▶ _YOUR GOAL_: For this exercise, return all the data exactly as it stands.

▶ _PROVIDED DATA_:

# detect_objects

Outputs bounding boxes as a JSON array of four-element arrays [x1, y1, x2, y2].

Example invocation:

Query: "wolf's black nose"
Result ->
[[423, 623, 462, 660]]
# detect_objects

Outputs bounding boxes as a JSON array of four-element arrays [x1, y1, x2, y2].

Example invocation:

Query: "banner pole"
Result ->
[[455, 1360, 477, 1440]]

▶ _WRITTEN SOLUTION_:
# detect_objects

Outputs bounding boxes as a JSON array of four-element arrays [x1, y1, x2, y2].

Example invocation:

Query: "wolf's black nose"
Result ->
[[423, 623, 462, 660]]
# detect_objects

Outputs bounding boxes as a JSON array of four-element arrays [x1, y1, x2, y2].

Example invocation:

Query: "banner pole"
Result ->
[[455, 1360, 477, 1440]]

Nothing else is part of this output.